(Data entries)
= = =
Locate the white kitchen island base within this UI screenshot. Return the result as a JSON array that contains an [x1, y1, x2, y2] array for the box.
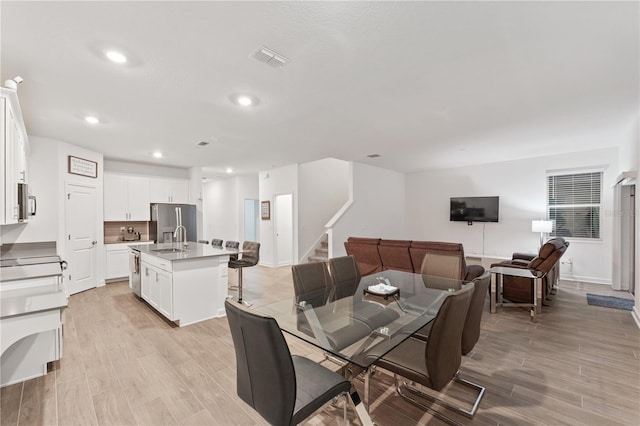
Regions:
[[140, 243, 237, 327]]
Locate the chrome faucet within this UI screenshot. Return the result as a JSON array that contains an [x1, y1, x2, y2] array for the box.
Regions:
[[173, 225, 189, 247]]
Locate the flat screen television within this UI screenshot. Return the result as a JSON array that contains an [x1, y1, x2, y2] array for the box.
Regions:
[[449, 197, 500, 222]]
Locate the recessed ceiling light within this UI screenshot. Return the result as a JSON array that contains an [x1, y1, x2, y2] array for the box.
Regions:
[[238, 96, 253, 106], [104, 50, 127, 64], [230, 94, 259, 107]]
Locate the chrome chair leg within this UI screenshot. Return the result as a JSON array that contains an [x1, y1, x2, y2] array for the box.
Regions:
[[394, 374, 464, 426], [238, 268, 253, 308], [394, 372, 485, 424]]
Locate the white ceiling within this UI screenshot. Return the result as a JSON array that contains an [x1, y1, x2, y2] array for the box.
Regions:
[[0, 0, 640, 175]]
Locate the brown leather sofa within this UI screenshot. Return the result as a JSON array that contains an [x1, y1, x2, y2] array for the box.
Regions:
[[344, 237, 484, 281], [491, 237, 569, 303]]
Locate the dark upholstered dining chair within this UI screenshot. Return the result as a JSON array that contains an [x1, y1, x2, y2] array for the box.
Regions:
[[227, 241, 260, 306], [329, 256, 361, 299], [224, 301, 351, 425], [291, 262, 331, 307], [368, 283, 484, 424]]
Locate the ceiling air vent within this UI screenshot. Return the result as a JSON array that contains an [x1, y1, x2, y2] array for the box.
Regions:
[[251, 46, 289, 68]]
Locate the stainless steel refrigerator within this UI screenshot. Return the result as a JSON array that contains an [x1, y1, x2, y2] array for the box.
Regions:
[[149, 203, 197, 243]]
= = =
◆ SET EXERCISE ◆
Copy out the stretch of the listing above, from the line containing "Locate the white ceiling" through the last line of the listing, word for word.

◆ RESPONSE BELOW ◆
Locate the white ceiling within this UI screenshot. Return the result as a JSON array that contains an [x1, y1, x2, y2] array for the box.
Regions:
[[0, 0, 640, 175]]
Locate the brown leather sofa within this UI screenshot. Return the result as a JSON array that contains an [x1, y1, x2, y2] array for the box.
Regions:
[[344, 237, 484, 281], [491, 237, 569, 303]]
Locate the dark upholstered dining chair within this UI screenshot. Return the result as a JSON array that contains an [x1, y1, x2, y2] array for the box.
Regions:
[[227, 241, 260, 306], [329, 256, 361, 299], [224, 301, 351, 425], [291, 262, 331, 307], [368, 283, 484, 424]]
Locate the ceiling air vent within this UI screenshot. Return the result as a JSON array that contains an [x1, y1, x2, y2] array for the box.
Regions:
[[251, 46, 289, 68]]
Locate the stainless steel refrigerator within this UI screenshot. Return the result as a JSON array that contains an [x1, y1, x2, y2] array for the box.
Regions:
[[149, 203, 197, 243]]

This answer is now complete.